══ MATERIAL PROVIDED ══

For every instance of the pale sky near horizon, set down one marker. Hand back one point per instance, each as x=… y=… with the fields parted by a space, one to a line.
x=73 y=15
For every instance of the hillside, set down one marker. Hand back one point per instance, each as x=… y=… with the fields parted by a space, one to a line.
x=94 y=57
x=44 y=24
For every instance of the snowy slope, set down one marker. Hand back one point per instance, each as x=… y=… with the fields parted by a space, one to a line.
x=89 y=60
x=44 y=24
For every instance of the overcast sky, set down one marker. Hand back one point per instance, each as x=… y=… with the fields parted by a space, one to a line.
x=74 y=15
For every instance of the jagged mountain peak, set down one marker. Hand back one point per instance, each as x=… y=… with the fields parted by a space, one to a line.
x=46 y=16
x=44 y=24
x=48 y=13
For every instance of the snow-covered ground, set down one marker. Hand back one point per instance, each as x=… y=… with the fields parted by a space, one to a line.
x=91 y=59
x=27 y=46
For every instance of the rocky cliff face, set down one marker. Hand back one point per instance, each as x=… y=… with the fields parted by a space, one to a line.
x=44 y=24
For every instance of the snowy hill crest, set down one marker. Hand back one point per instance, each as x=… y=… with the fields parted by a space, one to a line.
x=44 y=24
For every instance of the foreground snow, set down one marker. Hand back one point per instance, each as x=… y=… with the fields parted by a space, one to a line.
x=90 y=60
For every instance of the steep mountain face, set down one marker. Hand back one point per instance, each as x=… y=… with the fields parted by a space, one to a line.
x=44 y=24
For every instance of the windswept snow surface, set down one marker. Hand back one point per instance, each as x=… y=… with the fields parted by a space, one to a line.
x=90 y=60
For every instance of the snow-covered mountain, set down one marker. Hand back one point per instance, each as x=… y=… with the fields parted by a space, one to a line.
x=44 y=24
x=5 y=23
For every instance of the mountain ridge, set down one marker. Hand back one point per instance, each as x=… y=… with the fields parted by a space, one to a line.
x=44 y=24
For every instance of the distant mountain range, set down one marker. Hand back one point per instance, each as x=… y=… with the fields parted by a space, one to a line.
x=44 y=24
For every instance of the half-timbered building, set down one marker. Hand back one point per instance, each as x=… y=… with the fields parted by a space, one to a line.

═══

- _INSTRUCTIONS FOR THE TASK_:
Each record must be repeated exactly as it appears above.

- _EXERCISE SOLUTION_:
For every instance of the pale sky near horizon, set down one marker. Hand back one point per instance, each as x=… y=… with the fields parted by a space, one to a line.
x=73 y=15
For every instance of the hillside, set down one marker. Hand back one point per instance, each as x=… y=… with the fields parted by a space, one to a line.
x=94 y=57
x=44 y=24
For every instance of the snowy slope, set down one marker. Hand back one point per instance, each as x=… y=… with the fields parted by a space, one to a line.
x=89 y=60
x=44 y=24
For every instance of the overcast sky, set down one marker. Hand back one point per instance, each as x=… y=… with the fields parted by a space, one to a line.
x=74 y=15
For every instance of the jagged mountain peak, set down one marker. Hand back one point per instance, each as x=… y=… with the fields parted by a space, one to a line.
x=46 y=16
x=44 y=24
x=48 y=13
For every instance of the snow-covered ground, set down one marker. Hand back one point per instance, each as x=… y=… with the fields parted by a space, one to a line.
x=91 y=59
x=27 y=46
For every instance of the rocky cliff face, set down one marker. Hand back one point per instance, each as x=… y=… with the fields parted by a space, one to a line.
x=44 y=24
For every instance of the snowy hill crest, set down one marker. Hand back one point per instance, each as x=… y=… with the fields parted by a space, one to a line.
x=44 y=24
For every instance of the foreground snow, set down one marker. Hand back one point per instance, each as x=… y=… with the fields parted by a space, one to a line.
x=90 y=60
For every instance of the steep mountain face, set down one marker. Hand back one point per instance, each as x=… y=… with the fields parted by a space, one to a line.
x=44 y=24
For every instance of the windswept snow surface, set down one marker. Hand back one point per instance, each as x=… y=… with the fields parted by a space, one to a line.
x=90 y=60
For every instance of the snow-covered mountain, set down one marker. Hand back one point per instance, each as x=… y=… with the fields parted by a space, one to a line.
x=44 y=24
x=5 y=23
For every instance of the mountain ridge, set down one marker. Hand back one point per instance, each as x=… y=… with the fields parted by a space, one to a line.
x=44 y=24
For every instance of the distant mountain range, set down one marker. Hand back one point per instance, each as x=… y=… with the fields parted by a space, one to a line.
x=44 y=24
For every instance of the half-timbered building, set down one marker. Hand back one point per instance, each as x=… y=… with the fields parted by a space, one to a line.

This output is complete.